» What you are asked to do:
Report how many lines below contain the word "single", giving the number and no other words.

----- Supplied entries

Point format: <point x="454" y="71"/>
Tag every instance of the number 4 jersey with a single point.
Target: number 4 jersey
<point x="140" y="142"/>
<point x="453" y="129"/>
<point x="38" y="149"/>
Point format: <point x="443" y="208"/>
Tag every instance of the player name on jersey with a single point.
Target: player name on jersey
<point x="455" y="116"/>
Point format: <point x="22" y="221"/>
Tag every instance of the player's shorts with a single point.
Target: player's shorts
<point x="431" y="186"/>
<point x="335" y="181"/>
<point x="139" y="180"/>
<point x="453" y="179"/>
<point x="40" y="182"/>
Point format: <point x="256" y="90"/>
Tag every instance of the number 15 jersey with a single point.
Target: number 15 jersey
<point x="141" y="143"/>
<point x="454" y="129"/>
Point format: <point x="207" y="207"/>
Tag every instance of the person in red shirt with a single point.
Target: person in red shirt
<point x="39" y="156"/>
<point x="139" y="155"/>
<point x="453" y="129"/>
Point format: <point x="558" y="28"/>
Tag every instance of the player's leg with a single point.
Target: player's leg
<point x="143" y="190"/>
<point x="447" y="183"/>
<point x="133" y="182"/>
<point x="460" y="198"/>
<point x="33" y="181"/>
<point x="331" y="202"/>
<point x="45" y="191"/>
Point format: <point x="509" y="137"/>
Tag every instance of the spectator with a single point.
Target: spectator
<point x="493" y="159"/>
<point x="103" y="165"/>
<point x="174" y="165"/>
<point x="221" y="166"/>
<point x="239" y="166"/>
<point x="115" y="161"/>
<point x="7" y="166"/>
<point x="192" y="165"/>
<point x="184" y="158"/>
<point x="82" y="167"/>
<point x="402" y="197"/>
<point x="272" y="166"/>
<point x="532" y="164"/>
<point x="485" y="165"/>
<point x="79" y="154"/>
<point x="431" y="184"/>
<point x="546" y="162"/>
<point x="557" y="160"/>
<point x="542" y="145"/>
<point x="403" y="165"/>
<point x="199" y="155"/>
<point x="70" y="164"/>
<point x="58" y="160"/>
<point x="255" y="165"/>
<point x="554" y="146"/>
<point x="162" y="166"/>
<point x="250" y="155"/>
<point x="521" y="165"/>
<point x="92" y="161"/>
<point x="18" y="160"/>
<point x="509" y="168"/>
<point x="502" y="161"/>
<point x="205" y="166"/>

----------

» Worked solution:
7